[Source records]
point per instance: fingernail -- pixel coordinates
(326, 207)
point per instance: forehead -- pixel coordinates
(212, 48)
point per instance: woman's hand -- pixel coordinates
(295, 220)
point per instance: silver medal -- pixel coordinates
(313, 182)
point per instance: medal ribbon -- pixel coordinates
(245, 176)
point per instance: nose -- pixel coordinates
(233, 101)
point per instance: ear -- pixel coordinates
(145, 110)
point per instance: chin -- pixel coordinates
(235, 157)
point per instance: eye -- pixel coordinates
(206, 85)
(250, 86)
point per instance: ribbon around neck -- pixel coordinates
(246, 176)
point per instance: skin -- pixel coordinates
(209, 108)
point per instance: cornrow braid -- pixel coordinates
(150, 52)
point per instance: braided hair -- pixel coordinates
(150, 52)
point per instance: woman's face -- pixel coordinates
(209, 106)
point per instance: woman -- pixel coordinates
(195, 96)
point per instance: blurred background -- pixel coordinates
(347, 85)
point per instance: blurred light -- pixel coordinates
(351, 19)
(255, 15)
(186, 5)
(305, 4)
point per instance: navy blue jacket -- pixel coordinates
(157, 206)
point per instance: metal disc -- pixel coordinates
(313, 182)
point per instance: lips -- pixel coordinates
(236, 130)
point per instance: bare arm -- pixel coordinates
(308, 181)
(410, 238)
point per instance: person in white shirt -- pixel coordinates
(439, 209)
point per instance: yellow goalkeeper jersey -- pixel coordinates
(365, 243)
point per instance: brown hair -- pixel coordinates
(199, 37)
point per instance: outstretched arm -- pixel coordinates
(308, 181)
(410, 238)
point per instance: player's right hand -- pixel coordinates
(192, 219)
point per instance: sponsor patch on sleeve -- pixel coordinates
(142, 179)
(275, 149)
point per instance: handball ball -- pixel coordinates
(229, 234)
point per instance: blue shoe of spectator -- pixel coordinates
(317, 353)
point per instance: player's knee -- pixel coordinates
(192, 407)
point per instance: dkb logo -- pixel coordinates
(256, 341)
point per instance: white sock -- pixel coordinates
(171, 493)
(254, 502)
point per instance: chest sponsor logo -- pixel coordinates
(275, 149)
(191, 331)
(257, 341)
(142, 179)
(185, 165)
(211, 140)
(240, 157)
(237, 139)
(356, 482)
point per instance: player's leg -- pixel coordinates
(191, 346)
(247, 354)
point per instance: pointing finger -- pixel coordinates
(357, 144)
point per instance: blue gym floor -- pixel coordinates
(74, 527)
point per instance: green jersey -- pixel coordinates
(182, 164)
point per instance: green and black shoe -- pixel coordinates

WHAT TO WORK ON |
The answer is the data above, retyped exactly in full.

FINISHED EXERCISE |
point per instance: fingernail -- pixel coordinates
(326, 207)
point per instance: forehead -- pixel coordinates
(212, 48)
point per instance: woman's hand -- pixel coordinates
(295, 220)
point per instance: silver medal -- pixel coordinates
(313, 182)
point per instance: medal ribbon -- pixel coordinates
(245, 176)
point per instance: nose -- pixel coordinates
(233, 101)
point per instance: ear -- pixel coordinates
(145, 110)
point per instance: chin -- pixel coordinates
(235, 157)
point per instance: eye -- pixel coordinates
(206, 85)
(250, 86)
point per instance: ribbon around neck -- pixel coordinates
(246, 176)
point per instance: skin -- pixel coordinates
(209, 108)
point per instance: cornrow braid -- pixel coordinates
(150, 52)
point per instance: braided hair -- pixel coordinates
(150, 52)
point per instance: woman's face -- pixel coordinates
(209, 106)
point per instance: woman -- pixel coordinates
(195, 96)
point per instance: blurred background -- pixel coordinates
(347, 85)
point per instance: blurred light -- pixel coordinates
(351, 19)
(255, 15)
(186, 5)
(305, 4)
point per instance: navy blue jacket -- pixel coordinates
(157, 206)
point per instance: metal disc -- pixel coordinates
(313, 182)
point per instance: lips -- pixel coordinates
(236, 130)
point per instance: bare arm -- pixel coordinates
(308, 181)
(410, 238)
point per instance: person in white shirt -- pixel coordinates
(439, 209)
point per instance: yellow goalkeeper jersey -- pixel coordinates
(365, 243)
point per instance: brown hair -- pixel coordinates
(199, 37)
point per instance: outstretched arm -- pixel coordinates
(308, 181)
(410, 238)
point per instance: player's right hand -- pixel coordinates
(192, 219)
point per instance: sponsor patch on sleeve -- pixel coordinates
(142, 179)
(275, 149)
point per instance: handball ball -- pixel coordinates
(229, 234)
point per instance: blue shoe of spectator -- pixel coordinates
(317, 353)
point per instance: player's knee -- pixel coordinates
(192, 407)
point per instance: dkb logo -- pixel coordinates
(256, 341)
point per instance: white sock -- pixel coordinates
(171, 493)
(254, 502)
point per instance: chest sponsor logo -- pixel coordinates
(275, 149)
(191, 331)
(257, 341)
(142, 179)
(185, 165)
(211, 140)
(240, 157)
(237, 139)
(356, 482)
point per instance: player's leg -- pixel coordinates
(191, 346)
(247, 354)
point per instance: pointing finger -- pixel coordinates
(357, 144)
point per instance: blue gym floor -- pixel coordinates
(74, 527)
point per instance: green jersey -- pixel coordinates
(182, 164)
point per instance: green and black shoe -- pixel coordinates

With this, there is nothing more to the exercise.